→ WRITTEN INSTRUCTION A
According to the profile of Moumen Al-Natour, how many times has Hamas arrested and imprisoned him?

- Born: Moumen Al-Natour 12 December 1995 (age 30)
- Occupation: Lawyer
- Years active: 2019–present

= Moumen al-Natour =

Palestinian lawyer and rights activist (born 1995)

Moumen Al-Natour (مؤمن الناطور; born 12 December 1995) is a Palestinian politician, lawyer and human rights defender. He is an organizer of the We Want to Live movement, a movement based in the Gaza Strip which has opposed the region's Hamas-controlled government.

==Activism==
In March 2019, Moumen Al-Natour was an organizer of the 2019 Gaza economic protests, which protested Hamas and the economic conditions of the Gaza Strip. The protests were the largest since 2007, when Hamas took control of the region. During the protests, Hamas broke into Al-Natour's home, confiscated his family's cell phones, and threatened them with arrest unless Al-Natour gave himself up. He was subsequently arrested and charged with collaborating with Israel and the Palestinian Authority. He was arrested again in May and in August 2019.

Since 2019, Al-Natour has been an organizer of the We Want to Live movement, which grew in part from the 2019 protests. He has been involved with protests calling for elections and opportunities for youth in the Gaza Strip.

Al-Natour has been arrested and imprisoned by Hamas twenty times, for his criticism of the group and his attempts to organize protests. Al-Natour reported being tortured while imprisoned.

→ DATA PROVIDED
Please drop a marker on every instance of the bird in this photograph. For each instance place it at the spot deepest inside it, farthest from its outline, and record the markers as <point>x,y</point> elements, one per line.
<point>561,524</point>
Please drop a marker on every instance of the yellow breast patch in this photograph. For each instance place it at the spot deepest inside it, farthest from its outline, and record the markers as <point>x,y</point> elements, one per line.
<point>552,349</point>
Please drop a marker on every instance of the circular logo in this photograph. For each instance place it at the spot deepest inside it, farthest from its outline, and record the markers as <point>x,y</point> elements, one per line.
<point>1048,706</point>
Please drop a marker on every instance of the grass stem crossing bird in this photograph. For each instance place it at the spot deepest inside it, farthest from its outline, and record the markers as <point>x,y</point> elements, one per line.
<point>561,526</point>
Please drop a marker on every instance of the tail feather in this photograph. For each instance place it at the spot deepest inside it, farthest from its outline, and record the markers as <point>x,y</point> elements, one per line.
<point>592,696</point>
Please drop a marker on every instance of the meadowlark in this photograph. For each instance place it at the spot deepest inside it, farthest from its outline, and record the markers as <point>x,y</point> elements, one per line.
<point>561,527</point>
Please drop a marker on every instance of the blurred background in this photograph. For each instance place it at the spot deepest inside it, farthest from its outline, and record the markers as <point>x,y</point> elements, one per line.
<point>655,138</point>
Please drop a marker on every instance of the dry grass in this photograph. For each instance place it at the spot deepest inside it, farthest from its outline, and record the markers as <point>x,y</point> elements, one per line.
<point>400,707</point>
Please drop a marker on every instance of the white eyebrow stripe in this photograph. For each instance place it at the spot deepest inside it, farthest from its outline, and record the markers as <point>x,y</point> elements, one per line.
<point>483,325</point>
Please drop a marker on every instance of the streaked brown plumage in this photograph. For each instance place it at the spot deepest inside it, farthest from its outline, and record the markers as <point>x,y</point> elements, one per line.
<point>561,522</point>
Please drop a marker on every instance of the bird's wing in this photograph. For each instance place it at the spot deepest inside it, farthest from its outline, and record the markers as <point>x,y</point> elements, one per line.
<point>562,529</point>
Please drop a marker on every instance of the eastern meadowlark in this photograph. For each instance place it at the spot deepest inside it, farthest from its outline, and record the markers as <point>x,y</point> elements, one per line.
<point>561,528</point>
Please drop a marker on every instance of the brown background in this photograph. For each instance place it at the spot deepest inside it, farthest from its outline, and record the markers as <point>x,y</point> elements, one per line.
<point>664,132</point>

→ WRITTEN INSTRUCTION B
Duplicate the entries from their first line through the line containing "<point>1048,706</point>", including both of those lines.

→ TASK RESPONSE A
Twenty times.

→ TASK RESPONSE B
Please drop a marker on every instance of the bird in this photograph. For each instance place it at the spot deepest inside it, farthest from its outline, and record the markers as <point>x,y</point> elements, one per line.
<point>561,524</point>
Please drop a marker on every instance of the yellow breast patch in this photograph. For each instance place it at the spot deepest inside it, farthest from its outline, and record the markers as <point>x,y</point> elements, one per line.
<point>552,349</point>
Please drop a marker on every instance of the circular logo in this photograph. For each instance place it at the spot deepest inside it, farthest from its outline, and record the markers as <point>x,y</point> elements, one per line.
<point>1048,706</point>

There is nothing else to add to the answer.